Task brief: Reproduce the entries word for word but drop every picture.

(Supplied records begins)

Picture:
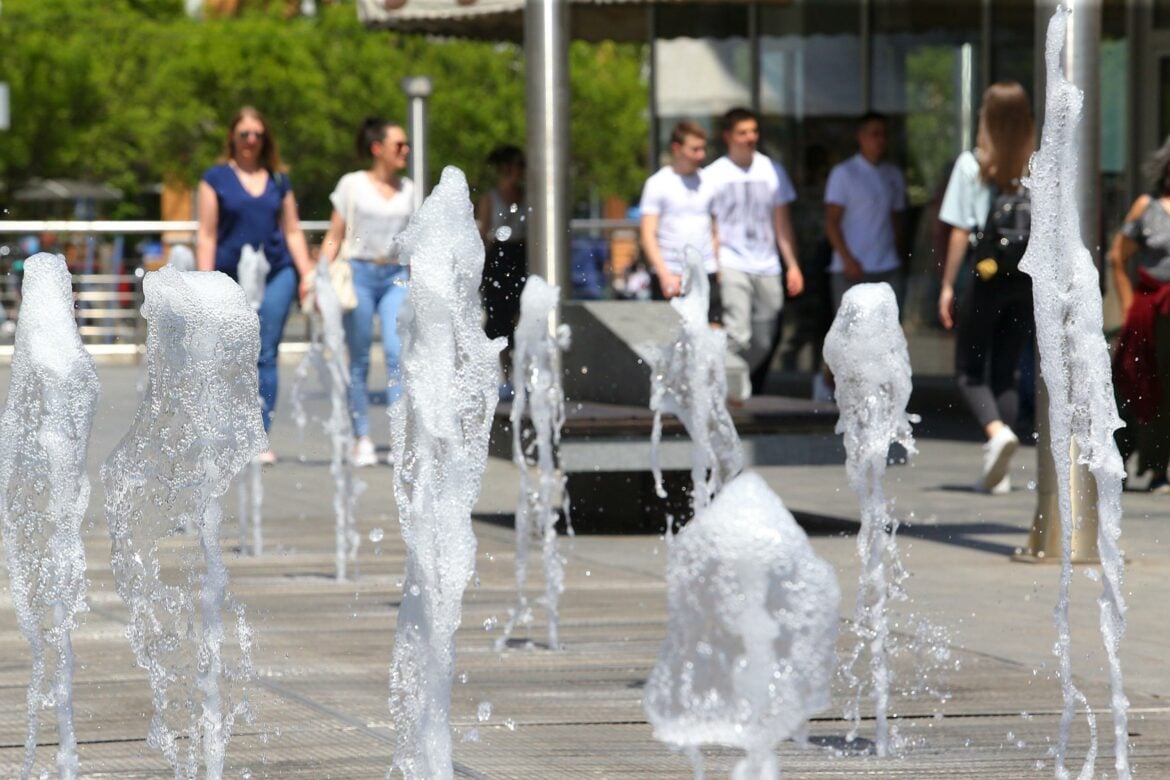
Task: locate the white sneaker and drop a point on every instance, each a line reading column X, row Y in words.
column 364, row 454
column 997, row 456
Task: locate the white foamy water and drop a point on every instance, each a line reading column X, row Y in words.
column 43, row 492
column 253, row 275
column 689, row 381
column 1074, row 364
column 439, row 430
column 541, row 397
column 751, row 633
column 197, row 427
column 339, row 427
column 866, row 351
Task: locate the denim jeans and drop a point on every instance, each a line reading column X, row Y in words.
column 274, row 311
column 380, row 290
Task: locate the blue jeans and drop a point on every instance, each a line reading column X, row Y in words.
column 382, row 290
column 274, row 311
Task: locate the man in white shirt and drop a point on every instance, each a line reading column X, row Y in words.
column 676, row 213
column 751, row 197
column 865, row 198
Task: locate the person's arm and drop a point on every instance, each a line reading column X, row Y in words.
column 833, row 215
column 715, row 246
column 956, row 249
column 647, row 229
column 785, row 241
column 334, row 236
column 208, row 222
column 294, row 239
column 1122, row 249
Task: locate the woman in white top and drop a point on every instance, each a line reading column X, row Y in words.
column 371, row 207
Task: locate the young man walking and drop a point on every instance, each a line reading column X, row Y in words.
column 865, row 198
column 757, row 248
column 676, row 213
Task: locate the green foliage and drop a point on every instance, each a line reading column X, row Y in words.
column 133, row 92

(Supplied records ends)

Response box:
Picture:
Task: locate the white sneaker and drop a point on every instance, each a line reading column X, row Y in words.
column 364, row 454
column 997, row 456
Task: locate the white foamy water and drop a point on every instance, each a line reading column X, row Y in words.
column 43, row 492
column 253, row 275
column 689, row 381
column 1074, row 364
column 439, row 430
column 541, row 397
column 751, row 633
column 197, row 427
column 339, row 427
column 866, row 351
Task: locate the denim jeans and drop a point on every instance, each a line reading column X, row Y in words.
column 274, row 311
column 380, row 290
Task: locate the blue jeans and drop a point on every instance, each a line reading column X, row Y in words.
column 382, row 290
column 274, row 311
Task: locate the man in white shirt and drop a point on every instance, each a line reading column X, row Y in words.
column 676, row 213
column 751, row 197
column 865, row 198
Task: locate the person's arm and drop a point on every instance, each a line reading column X, row Y in words.
column 833, row 215
column 715, row 246
column 956, row 249
column 647, row 229
column 785, row 241
column 334, row 236
column 208, row 222
column 294, row 239
column 1122, row 249
Task: locate the woman in white top and drop a point on every instance, each a line reading column X, row Y in words.
column 371, row 207
Task: locate the young man walking and drop a point on every instance, each a line reading column X, row Y in words.
column 865, row 198
column 757, row 248
column 676, row 213
Task: locate the green foliage and drop a point on every instance, each a line reading column X, row Y in words.
column 133, row 92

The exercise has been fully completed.